- WHAT IS BEING ASKED
Reproduce each of the following entries word for word.

- INFORMATION SHOWN
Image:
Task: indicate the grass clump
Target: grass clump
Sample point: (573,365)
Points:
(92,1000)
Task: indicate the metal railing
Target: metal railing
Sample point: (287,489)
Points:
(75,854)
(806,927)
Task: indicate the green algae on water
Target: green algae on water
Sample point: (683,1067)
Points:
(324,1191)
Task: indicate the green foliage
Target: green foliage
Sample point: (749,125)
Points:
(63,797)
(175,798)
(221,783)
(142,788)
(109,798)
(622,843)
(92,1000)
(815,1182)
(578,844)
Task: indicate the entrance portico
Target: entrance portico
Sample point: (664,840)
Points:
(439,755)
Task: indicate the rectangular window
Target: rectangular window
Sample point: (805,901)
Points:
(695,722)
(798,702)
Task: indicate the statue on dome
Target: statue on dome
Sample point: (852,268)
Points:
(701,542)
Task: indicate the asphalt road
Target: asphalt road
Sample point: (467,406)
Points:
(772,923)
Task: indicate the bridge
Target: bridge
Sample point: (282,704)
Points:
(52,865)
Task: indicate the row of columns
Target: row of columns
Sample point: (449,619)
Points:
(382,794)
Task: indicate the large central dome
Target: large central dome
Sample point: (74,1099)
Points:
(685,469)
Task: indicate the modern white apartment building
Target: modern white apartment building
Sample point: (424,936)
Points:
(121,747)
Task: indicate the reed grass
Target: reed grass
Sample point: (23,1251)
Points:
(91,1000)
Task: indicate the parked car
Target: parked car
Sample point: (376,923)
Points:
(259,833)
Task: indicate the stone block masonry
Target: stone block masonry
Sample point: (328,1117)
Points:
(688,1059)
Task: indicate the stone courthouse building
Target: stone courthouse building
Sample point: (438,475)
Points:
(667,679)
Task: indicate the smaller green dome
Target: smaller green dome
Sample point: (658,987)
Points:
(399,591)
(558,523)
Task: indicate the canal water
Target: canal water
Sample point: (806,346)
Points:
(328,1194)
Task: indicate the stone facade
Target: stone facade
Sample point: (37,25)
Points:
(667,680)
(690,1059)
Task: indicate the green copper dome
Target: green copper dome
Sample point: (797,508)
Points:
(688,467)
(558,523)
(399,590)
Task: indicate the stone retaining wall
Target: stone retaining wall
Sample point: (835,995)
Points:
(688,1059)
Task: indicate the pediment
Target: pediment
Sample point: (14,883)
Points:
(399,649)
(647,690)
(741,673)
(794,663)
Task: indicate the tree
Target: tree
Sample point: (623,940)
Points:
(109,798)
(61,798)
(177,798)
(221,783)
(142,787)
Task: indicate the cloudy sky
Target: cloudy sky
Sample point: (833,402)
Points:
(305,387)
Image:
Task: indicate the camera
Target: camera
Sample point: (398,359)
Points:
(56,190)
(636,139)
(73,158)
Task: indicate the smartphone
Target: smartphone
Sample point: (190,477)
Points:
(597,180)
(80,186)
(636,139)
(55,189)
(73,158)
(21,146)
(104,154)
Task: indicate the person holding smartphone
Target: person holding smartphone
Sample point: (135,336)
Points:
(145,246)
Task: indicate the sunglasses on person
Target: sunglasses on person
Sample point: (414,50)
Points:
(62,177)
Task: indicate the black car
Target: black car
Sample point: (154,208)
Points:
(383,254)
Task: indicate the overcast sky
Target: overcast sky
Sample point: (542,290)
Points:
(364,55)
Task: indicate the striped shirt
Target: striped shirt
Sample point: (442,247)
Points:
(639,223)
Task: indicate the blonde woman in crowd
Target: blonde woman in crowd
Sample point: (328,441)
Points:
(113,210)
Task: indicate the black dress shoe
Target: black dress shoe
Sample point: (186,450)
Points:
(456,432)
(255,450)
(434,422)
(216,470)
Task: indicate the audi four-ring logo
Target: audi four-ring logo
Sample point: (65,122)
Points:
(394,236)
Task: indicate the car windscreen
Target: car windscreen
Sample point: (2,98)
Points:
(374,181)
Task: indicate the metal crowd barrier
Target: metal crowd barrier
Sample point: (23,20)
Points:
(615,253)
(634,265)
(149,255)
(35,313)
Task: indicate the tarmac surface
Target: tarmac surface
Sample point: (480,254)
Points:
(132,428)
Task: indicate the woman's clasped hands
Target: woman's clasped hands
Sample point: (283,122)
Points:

- TASK RESULT
Image:
Task: indicate the grass clump
Target: grass clump
Sample point: (573,365)
Points:
(92,1000)
Task: indicate the metal railing
Target: metal railing
Sample point: (287,489)
Points:
(75,854)
(806,927)
Task: indicate the green algae on water
Target: green algae on water
Sample point: (683,1067)
Points:
(324,1191)
Task: indicate the green foliage
Target: green foliage
Sample point: (749,125)
Points:
(63,797)
(175,798)
(221,783)
(142,788)
(109,798)
(622,843)
(92,1000)
(815,1182)
(578,844)
Task: indicate the entrance portico
Target: entrance portico
Sample point: (664,840)
Points:
(439,755)
Task: indicate the rectangular window
Target: rectangular window
Sample point: (805,901)
Points:
(695,722)
(798,702)
Task: indicate the statue on dome
Target: statue on dome
Sample point: (852,268)
Points:
(701,542)
Task: indicate the asphalt road
Target: asphalt road
Sample point: (467,406)
Points:
(772,923)
Task: indicate the bridge
Target: bridge
Sample point: (282,704)
Points:
(52,865)
Task: indicate the row of columns
Target: row of columns
Sample point: (449,619)
Points:
(382,794)
Task: indicate the large central dome
Target: large central dome
Sample point: (74,1099)
Points:
(685,469)
Task: indicate the modern white apartment building
Target: modern white apartment building
Sample point: (424,936)
Points:
(121,747)
Task: indicate the reed grass
Target: reed grass
Sample point: (23,1251)
Points:
(91,1000)
Task: indicate the parked car
Target: parked car
Sample point: (376,923)
Points:
(259,833)
Task: indicate the stone block masonry
Target: stone block masonry
Sample point: (328,1117)
Points:
(688,1059)
Task: indicate the stone courthouse building
Target: stone courthouse building
Sample point: (438,475)
Points:
(667,679)
Task: indicate the smaller green dome
Target: smaller green dome
Sample point: (658,987)
Points:
(399,591)
(558,523)
Task: indicate the canal water
Target: canal water
Sample point: (806,346)
Points:
(328,1194)
Task: indicate the stone facade
Target: stone facade
Sample point: (37,25)
Points:
(667,680)
(690,1059)
Task: indicate the green copper dome
Target: green copper dome
Sample point: (797,508)
Points:
(688,467)
(558,523)
(399,590)
Task: indicate the stone retaining wall
Target: stone retaining wall
Sample point: (835,995)
Points:
(688,1059)
Task: indicate the pediment
Target: pediment
Sample point: (14,883)
Points:
(399,649)
(647,690)
(741,673)
(794,663)
Task: indicate the tree
Target: tree
Sample point: (623,940)
Points:
(109,798)
(61,798)
(177,798)
(221,783)
(142,787)
Task: indicate the cloudy sky
Target: cloudy sky
Sample point: (833,402)
Points:
(305,387)
Image:
Task: indicate the camera
Target: camera
Sample point: (398,359)
Points:
(56,190)
(636,139)
(73,158)
Task: indicate the smartphone
Target: smartphone
Sample point: (190,477)
Points:
(597,180)
(80,186)
(636,139)
(55,189)
(73,158)
(21,146)
(104,154)
Task: indicate the person holding smartphone
Target: person holding smartphone
Sample point: (135,336)
Points:
(145,246)
Task: indicate the sunglasses on person
Target: sunglasses on person
Sample point: (414,50)
Points:
(62,177)
Task: indicate the black car
Target: black car
Sample point: (154,208)
Points:
(383,254)
Task: indicate the overcast sky
Target: overcast sky
Sample point: (542,290)
Points:
(364,55)
Task: indicate the striped shirt
Target: striped shirt
Sample point: (442,247)
Points:
(639,223)
Task: indicate the blonde woman in crowd
Target: blonde woman in crowd
Sample point: (328,441)
Points:
(113,210)
Task: indicate the black dress shoe
Target: black dress shoe
Sample point: (186,450)
Points:
(456,432)
(255,450)
(434,422)
(216,470)
Task: indicate the audi four-ring logo
Target: audi four-ring logo
Sample point: (65,122)
Points:
(394,236)
Task: indicate the car windscreen
Target: car windscreen
Sample point: (2,98)
Points:
(374,181)
Task: indicate the metal crowd barrier
Target: metal crowd barrier
Sample point: (23,20)
Points:
(615,253)
(634,265)
(149,255)
(35,313)
Task: indicate the tarmac surface
Target: tarmac surface
Sample point: (480,254)
Points:
(132,428)
Task: indicate the woman's clasped hands
Target: woman's clasped hands
Sample point: (283,122)
Points:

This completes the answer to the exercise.